**Required task:**
Return each line of the listing below that contains the string "Target". Matches must be case-sensitive.

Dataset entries
/---

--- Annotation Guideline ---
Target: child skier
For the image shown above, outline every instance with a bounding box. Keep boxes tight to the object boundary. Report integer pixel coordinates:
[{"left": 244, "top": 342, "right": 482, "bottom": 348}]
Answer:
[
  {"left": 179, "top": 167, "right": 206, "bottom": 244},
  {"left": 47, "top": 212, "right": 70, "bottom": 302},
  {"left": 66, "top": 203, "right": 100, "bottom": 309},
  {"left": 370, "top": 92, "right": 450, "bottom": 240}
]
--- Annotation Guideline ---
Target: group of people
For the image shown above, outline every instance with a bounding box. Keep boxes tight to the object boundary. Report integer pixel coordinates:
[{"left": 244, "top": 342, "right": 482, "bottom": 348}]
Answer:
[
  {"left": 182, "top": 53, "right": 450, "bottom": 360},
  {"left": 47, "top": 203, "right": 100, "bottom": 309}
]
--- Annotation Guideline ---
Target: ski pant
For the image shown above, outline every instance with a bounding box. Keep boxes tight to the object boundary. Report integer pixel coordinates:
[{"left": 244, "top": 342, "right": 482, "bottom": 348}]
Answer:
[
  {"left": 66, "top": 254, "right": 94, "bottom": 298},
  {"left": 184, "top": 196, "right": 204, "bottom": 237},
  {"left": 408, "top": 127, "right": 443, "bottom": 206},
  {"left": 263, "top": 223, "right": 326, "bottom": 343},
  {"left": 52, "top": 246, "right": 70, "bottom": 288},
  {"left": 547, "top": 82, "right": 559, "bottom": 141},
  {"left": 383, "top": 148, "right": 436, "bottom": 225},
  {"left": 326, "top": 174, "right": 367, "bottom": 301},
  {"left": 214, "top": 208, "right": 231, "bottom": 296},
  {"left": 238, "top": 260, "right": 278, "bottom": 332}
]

\---

**Full answer:**
Target: child skier
Target: group of people
Target: ski pant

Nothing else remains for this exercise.